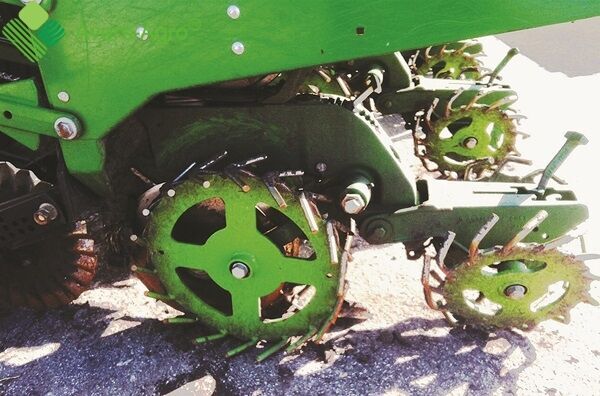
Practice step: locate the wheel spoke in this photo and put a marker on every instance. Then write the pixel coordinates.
(246, 305)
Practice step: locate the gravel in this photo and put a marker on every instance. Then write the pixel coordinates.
(112, 340)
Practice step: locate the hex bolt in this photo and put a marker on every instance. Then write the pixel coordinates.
(142, 33)
(239, 270)
(238, 48)
(470, 143)
(66, 128)
(321, 167)
(45, 214)
(64, 96)
(234, 12)
(574, 139)
(353, 203)
(515, 292)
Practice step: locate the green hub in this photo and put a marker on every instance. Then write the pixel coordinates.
(228, 258)
(468, 135)
(520, 289)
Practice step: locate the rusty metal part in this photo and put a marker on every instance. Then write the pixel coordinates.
(52, 272)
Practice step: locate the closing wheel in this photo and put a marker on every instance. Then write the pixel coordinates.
(240, 263)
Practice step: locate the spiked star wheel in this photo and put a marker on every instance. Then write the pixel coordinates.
(515, 286)
(246, 264)
(465, 142)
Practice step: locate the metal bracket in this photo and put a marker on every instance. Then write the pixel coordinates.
(33, 119)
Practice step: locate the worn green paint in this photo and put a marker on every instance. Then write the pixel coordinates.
(241, 241)
(535, 270)
(464, 207)
(110, 73)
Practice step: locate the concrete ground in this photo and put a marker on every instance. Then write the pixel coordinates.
(111, 342)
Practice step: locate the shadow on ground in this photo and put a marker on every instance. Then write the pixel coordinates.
(89, 350)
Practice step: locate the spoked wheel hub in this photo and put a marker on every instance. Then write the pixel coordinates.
(240, 263)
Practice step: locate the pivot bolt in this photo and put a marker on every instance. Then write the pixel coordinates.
(471, 143)
(516, 292)
(45, 214)
(66, 128)
(240, 270)
(353, 203)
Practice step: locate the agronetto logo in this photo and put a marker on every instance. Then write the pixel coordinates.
(33, 32)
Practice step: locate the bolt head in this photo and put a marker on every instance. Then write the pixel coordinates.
(353, 204)
(471, 143)
(515, 292)
(45, 214)
(321, 167)
(238, 48)
(66, 128)
(142, 33)
(234, 12)
(239, 270)
(64, 96)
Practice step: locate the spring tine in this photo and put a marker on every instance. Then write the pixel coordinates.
(487, 227)
(428, 53)
(180, 320)
(451, 102)
(272, 350)
(587, 257)
(563, 240)
(526, 230)
(430, 113)
(301, 341)
(239, 349)
(508, 100)
(308, 213)
(333, 245)
(209, 338)
(445, 249)
(159, 297)
(230, 173)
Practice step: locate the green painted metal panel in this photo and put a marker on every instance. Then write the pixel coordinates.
(110, 72)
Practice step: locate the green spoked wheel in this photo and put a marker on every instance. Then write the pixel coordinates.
(240, 263)
(516, 290)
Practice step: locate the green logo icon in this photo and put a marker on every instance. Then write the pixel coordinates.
(33, 32)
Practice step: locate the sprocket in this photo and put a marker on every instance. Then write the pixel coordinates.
(239, 261)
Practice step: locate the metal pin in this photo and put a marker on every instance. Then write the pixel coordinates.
(272, 350)
(527, 229)
(213, 337)
(487, 227)
(242, 348)
(333, 245)
(308, 213)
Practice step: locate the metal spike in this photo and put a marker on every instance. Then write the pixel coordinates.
(588, 257)
(333, 245)
(180, 320)
(209, 338)
(451, 102)
(159, 297)
(239, 349)
(301, 341)
(272, 350)
(308, 213)
(508, 100)
(526, 230)
(563, 240)
(487, 227)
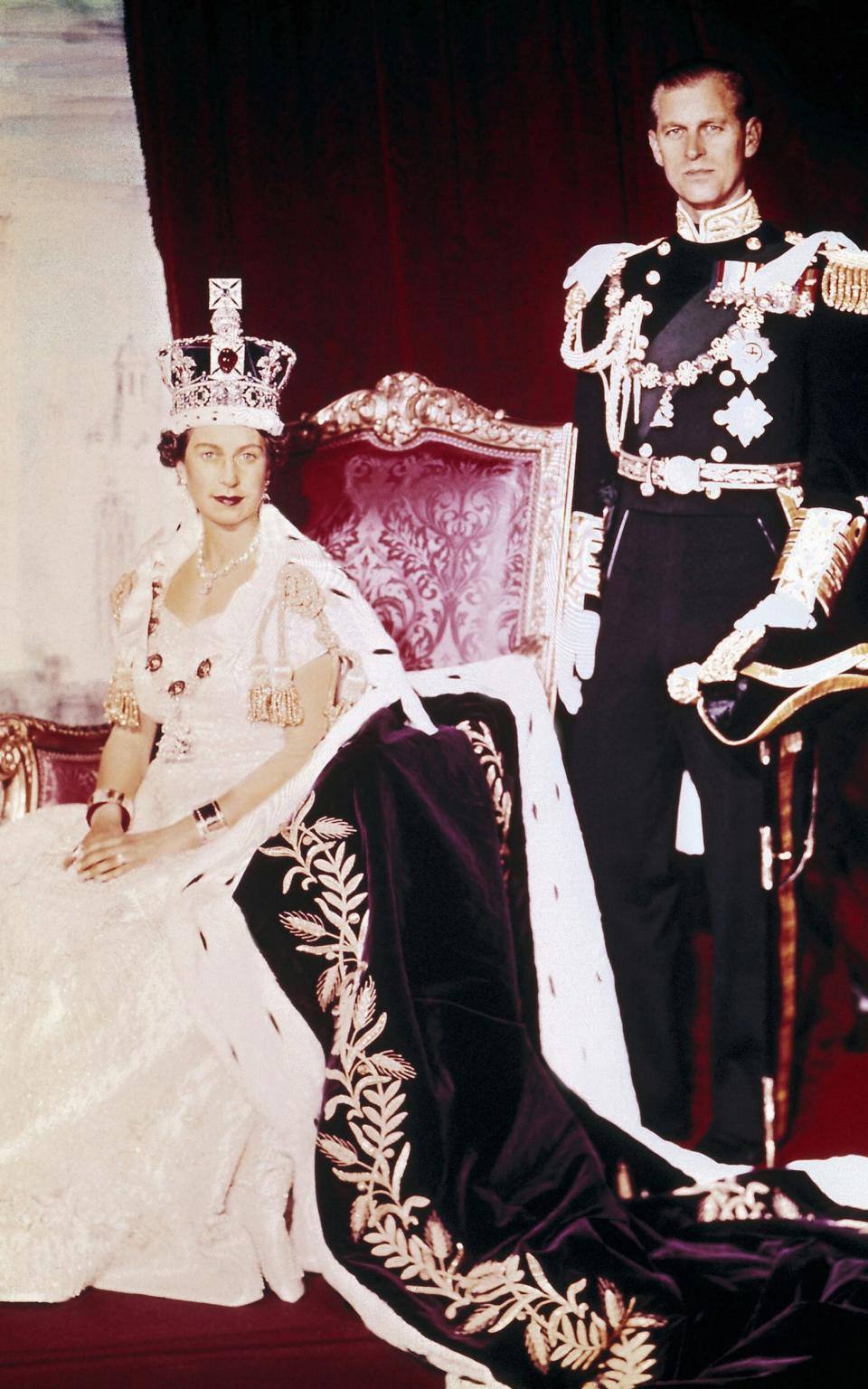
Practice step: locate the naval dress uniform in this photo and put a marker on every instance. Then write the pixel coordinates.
(721, 383)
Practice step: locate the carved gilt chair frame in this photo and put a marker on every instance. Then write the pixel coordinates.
(28, 751)
(407, 410)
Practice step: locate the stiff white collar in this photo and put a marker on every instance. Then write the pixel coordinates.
(720, 224)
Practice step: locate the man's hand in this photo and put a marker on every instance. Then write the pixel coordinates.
(778, 610)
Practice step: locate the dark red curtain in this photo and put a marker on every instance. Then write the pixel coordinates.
(403, 182)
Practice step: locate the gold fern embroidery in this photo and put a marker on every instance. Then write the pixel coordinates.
(559, 1328)
(490, 757)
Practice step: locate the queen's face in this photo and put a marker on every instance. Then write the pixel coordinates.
(225, 469)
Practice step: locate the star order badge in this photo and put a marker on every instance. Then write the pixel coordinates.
(745, 417)
(750, 353)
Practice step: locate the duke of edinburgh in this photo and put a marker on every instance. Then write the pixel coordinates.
(722, 421)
---*---
### What to produce
Copy the data word for word, starting at the line containing "Practice step: locate the metal pin" and ending at the final line of the data, with both ends included. Leave out the pictures.

### Written solution
Practice step: locate the metal pin in this photo and put a marker on every instance. Then write the pixel coordinates.
(272, 350)
(527, 229)
(213, 337)
(487, 227)
(242, 348)
(333, 245)
(308, 213)
Practice step: locate the metal spike in this photo and put a marker on every instance. Then write the pixel coordinates.
(588, 257)
(333, 245)
(180, 320)
(209, 338)
(451, 102)
(159, 297)
(239, 349)
(301, 341)
(272, 350)
(308, 213)
(508, 100)
(526, 230)
(563, 240)
(487, 227)
Practice step: locate the naval dress uniform in this photo and put a marker on every instance. Then write the pixel coordinates.
(721, 383)
Practice step: locate the carved gilt chair frame in this photo and put a marker on every instance. Then write the pixel coordinates.
(28, 751)
(407, 410)
Practice step: locate the stiff white collar in this photo and put a marker on every instance. Then write the pixel coordinates.
(720, 224)
Practice step: locate the man's hand in this photo and put a marker on every instance. Then write the pixel coordinates.
(778, 610)
Practice step: locate the dark red curtain in this photo and put a marker on every instance. Then write the pixel coordinates.
(403, 182)
Practice step: locate the gold fern embroidery in this photo and put a marker on every instance. Then write the pixel coordinates.
(559, 1328)
(490, 757)
Practice step: locate the queen's face in this photo and put a marker on every instance. Then write the pixel coordinates.
(225, 469)
Practice step: locate the star order badge in this photo and put a marker on every instance. Then write the pixel coordinates.
(745, 417)
(750, 353)
Practice step: locate the duke of edinburgh in this photo and put a marker on every instance. Then write the pixel coordinates.
(722, 421)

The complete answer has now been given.